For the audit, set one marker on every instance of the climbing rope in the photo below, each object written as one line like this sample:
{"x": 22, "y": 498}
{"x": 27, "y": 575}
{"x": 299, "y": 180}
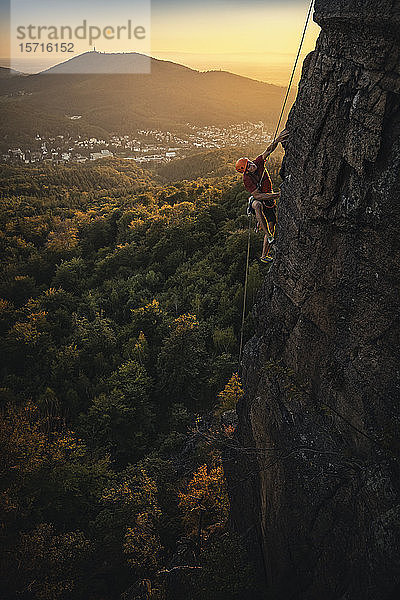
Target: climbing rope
{"x": 275, "y": 134}
{"x": 294, "y": 67}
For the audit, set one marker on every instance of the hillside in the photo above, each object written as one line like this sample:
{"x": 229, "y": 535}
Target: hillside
{"x": 167, "y": 99}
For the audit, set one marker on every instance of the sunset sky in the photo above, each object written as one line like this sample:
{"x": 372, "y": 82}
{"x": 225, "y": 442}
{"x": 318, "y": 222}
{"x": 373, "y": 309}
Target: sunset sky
{"x": 256, "y": 38}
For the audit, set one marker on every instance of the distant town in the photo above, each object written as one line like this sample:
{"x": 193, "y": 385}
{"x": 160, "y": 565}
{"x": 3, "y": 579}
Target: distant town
{"x": 145, "y": 146}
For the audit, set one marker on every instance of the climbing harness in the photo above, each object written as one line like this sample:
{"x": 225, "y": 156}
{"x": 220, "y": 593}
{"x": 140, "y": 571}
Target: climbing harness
{"x": 249, "y": 212}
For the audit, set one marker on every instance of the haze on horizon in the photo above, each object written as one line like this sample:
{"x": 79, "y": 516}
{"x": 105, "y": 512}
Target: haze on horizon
{"x": 257, "y": 40}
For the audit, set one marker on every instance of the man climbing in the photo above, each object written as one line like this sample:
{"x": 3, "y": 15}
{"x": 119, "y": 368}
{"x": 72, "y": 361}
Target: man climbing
{"x": 262, "y": 201}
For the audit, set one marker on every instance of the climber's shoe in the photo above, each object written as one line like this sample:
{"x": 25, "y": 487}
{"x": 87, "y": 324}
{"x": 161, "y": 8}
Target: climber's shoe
{"x": 266, "y": 259}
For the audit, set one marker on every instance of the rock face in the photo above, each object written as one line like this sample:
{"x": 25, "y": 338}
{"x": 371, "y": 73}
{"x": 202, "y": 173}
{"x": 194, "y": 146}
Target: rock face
{"x": 315, "y": 483}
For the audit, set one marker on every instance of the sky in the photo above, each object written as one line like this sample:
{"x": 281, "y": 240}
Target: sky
{"x": 255, "y": 38}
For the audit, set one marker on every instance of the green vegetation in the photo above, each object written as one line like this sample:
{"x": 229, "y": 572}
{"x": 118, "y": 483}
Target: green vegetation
{"x": 120, "y": 313}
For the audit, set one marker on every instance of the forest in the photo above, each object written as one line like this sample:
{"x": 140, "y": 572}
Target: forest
{"x": 121, "y": 302}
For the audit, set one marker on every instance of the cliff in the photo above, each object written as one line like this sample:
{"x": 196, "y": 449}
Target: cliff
{"x": 315, "y": 482}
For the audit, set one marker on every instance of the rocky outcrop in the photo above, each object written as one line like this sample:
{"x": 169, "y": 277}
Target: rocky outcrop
{"x": 315, "y": 483}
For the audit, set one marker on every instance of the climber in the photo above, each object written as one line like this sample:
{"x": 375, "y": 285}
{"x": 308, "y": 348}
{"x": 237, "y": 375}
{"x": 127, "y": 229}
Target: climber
{"x": 262, "y": 201}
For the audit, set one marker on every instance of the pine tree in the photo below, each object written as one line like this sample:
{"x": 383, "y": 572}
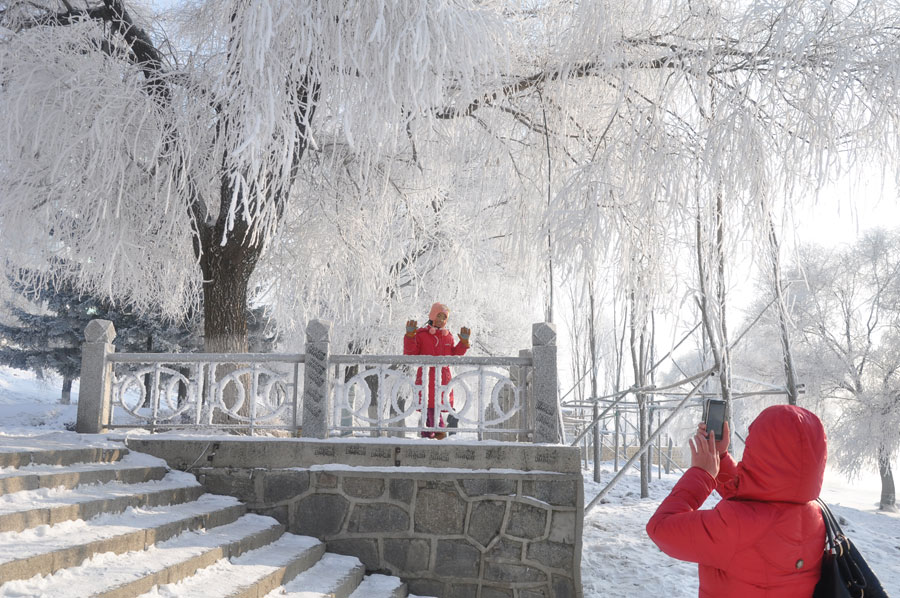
___
Task statement:
Pull together all lines from the data that mention the word "below".

Task result:
For the audit, set one marker on every instance of the climbing rope in the photo below, each object written as one line like this sample:
For the audit, set one marker on every instance of the pine tree in the photo below, each object written as one line like this sample:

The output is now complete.